EXERCISE DIRECTIONS: Rewrite the lines below as a numbered list, starting at the line that contains "Can you find the low" and ending at the line that contains "<point>153,117</point>", both included. Leave out any blank lines.

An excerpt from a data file

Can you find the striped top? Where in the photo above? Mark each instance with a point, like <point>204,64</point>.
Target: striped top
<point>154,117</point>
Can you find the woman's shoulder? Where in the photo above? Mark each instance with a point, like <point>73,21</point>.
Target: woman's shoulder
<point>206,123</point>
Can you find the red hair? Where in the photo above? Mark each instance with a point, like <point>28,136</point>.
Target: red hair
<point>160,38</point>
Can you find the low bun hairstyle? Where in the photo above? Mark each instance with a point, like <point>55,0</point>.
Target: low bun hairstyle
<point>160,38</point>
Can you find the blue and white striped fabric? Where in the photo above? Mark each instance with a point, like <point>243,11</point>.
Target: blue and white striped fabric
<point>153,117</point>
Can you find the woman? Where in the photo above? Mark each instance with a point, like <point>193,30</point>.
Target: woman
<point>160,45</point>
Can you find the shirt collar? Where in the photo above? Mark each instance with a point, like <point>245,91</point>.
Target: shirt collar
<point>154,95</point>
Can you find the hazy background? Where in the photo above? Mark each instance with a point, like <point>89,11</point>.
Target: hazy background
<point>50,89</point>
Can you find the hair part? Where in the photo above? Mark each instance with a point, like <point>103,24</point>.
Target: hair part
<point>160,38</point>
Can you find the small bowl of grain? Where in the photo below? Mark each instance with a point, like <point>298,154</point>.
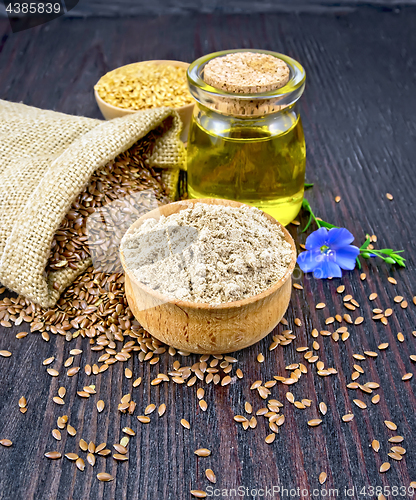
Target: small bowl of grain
<point>208,275</point>
<point>146,85</point>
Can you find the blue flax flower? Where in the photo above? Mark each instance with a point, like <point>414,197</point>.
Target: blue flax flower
<point>328,251</point>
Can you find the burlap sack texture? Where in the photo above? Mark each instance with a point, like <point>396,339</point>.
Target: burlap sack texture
<point>46,160</point>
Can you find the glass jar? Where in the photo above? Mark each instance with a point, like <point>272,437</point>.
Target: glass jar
<point>248,147</point>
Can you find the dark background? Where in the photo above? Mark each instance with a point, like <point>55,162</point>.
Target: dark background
<point>358,112</point>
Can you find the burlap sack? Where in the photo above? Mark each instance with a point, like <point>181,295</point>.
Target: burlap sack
<point>46,160</point>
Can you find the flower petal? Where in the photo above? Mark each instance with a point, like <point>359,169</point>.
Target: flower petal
<point>317,239</point>
<point>339,237</point>
<point>345,256</point>
<point>309,260</point>
<point>327,269</point>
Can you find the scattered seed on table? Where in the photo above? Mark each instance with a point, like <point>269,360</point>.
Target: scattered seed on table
<point>80,464</point>
<point>375,399</point>
<point>270,438</point>
<point>69,362</point>
<point>375,445</point>
<point>203,405</point>
<point>390,425</point>
<point>314,422</point>
<point>395,456</point>
<point>128,431</point>
<point>137,382</point>
<point>104,476</point>
<point>385,467</point>
<point>198,493</point>
<point>202,452</point>
<point>56,434</point>
<point>143,419</point>
<point>73,371</point>
<point>396,439</point>
<point>149,409</point>
<point>360,404</point>
<point>200,393</point>
<point>209,473</point>
<point>185,424</point>
<point>83,445</point>
<point>124,441</point>
<point>398,449</point>
<point>71,430</point>
<point>104,452</point>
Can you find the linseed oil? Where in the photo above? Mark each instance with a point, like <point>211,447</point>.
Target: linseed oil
<point>259,166</point>
<point>246,140</point>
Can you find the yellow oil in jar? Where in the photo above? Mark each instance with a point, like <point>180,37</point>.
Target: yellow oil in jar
<point>253,165</point>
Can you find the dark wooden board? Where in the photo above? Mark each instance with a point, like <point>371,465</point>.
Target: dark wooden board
<point>358,112</point>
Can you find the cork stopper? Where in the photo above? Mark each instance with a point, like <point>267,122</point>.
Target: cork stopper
<point>246,73</point>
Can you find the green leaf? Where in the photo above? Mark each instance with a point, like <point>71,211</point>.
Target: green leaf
<point>308,223</point>
<point>326,224</point>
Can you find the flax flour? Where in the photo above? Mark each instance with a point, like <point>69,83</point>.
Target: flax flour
<point>209,253</point>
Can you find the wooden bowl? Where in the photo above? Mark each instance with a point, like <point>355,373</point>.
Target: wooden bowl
<point>185,112</point>
<point>205,328</point>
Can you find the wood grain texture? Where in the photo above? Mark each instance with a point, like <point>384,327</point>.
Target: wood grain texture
<point>128,8</point>
<point>358,113</point>
<point>202,328</point>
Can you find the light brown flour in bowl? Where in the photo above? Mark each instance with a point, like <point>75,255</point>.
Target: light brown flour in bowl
<point>209,253</point>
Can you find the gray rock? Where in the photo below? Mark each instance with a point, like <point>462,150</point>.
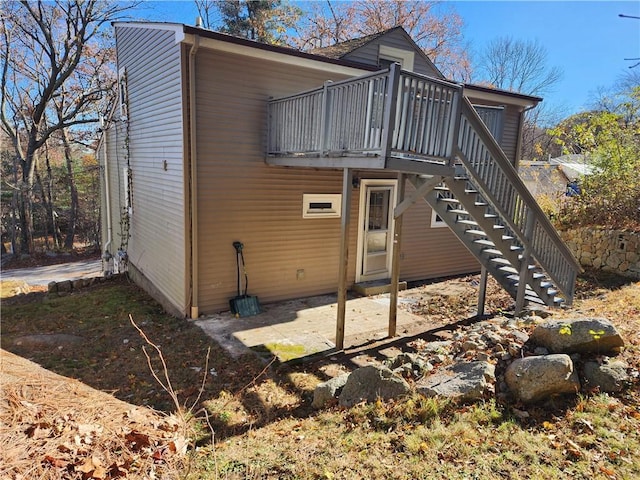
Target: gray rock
<point>493,338</point>
<point>437,347</point>
<point>326,391</point>
<point>370,383</point>
<point>609,377</point>
<point>400,360</point>
<point>65,286</point>
<point>519,336</point>
<point>473,345</point>
<point>462,381</point>
<point>541,351</point>
<point>535,378</point>
<point>584,335</point>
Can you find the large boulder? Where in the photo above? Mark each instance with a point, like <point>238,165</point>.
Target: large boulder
<point>370,383</point>
<point>607,377</point>
<point>535,378</point>
<point>461,381</point>
<point>327,391</point>
<point>584,335</point>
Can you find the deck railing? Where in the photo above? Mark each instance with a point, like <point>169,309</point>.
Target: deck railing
<point>355,116</point>
<point>499,183</point>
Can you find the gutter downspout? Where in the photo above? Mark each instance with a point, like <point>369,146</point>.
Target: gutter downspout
<point>194,181</point>
<point>107,188</point>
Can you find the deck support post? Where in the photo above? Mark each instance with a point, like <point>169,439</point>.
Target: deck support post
<point>343,268</point>
<point>524,265</point>
<point>482,292</point>
<point>395,261</point>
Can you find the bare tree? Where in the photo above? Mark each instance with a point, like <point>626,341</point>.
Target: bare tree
<point>207,11</point>
<point>55,70</point>
<point>265,21</point>
<point>519,66</point>
<point>437,32</point>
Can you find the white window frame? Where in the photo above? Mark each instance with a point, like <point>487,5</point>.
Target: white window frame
<point>405,58</point>
<point>310,208</point>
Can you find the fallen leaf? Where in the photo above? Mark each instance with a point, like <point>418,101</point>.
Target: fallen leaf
<point>137,440</point>
<point>607,471</point>
<point>38,430</point>
<point>56,462</point>
<point>99,473</point>
<point>86,467</point>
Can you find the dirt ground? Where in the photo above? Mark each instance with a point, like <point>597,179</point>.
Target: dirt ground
<point>73,427</point>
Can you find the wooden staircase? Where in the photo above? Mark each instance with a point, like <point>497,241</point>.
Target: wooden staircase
<point>494,215</point>
<point>426,129</point>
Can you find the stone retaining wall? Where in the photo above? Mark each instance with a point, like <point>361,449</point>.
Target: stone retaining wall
<point>609,250</point>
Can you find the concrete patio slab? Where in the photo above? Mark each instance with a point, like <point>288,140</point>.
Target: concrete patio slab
<point>303,327</point>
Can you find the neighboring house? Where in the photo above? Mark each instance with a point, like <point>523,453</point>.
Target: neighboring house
<point>555,177</point>
<point>544,178</point>
<point>203,150</point>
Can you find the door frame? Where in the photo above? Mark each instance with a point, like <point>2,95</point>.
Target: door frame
<point>364,184</point>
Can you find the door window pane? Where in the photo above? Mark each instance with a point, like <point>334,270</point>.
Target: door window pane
<point>379,210</point>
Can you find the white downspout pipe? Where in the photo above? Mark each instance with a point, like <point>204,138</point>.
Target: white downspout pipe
<point>194,180</point>
<point>107,190</point>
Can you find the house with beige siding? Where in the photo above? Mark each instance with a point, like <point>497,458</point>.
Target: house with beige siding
<point>333,168</point>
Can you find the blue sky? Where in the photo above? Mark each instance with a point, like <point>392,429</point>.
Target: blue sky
<point>588,40</point>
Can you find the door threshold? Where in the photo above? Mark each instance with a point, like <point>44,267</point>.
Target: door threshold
<point>376,287</point>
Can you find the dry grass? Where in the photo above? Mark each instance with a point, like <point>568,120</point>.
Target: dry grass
<point>54,427</point>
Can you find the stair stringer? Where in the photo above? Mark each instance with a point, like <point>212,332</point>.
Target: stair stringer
<point>487,239</point>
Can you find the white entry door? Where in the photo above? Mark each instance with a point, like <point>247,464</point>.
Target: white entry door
<point>375,238</point>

WRITTEN RESPONSE:
1. Can you find the low bun hairstyle? Where in the photo above? Mark each instance with a point, like <point>55,0</point>.
2. Target: low bun hairstyle
3. <point>160,38</point>
4. Can you find the blue and white striped fabric? Where in the photo above? Mark each instance with a point, like <point>243,11</point>.
5. Target: blue and white striped fabric
6. <point>153,117</point>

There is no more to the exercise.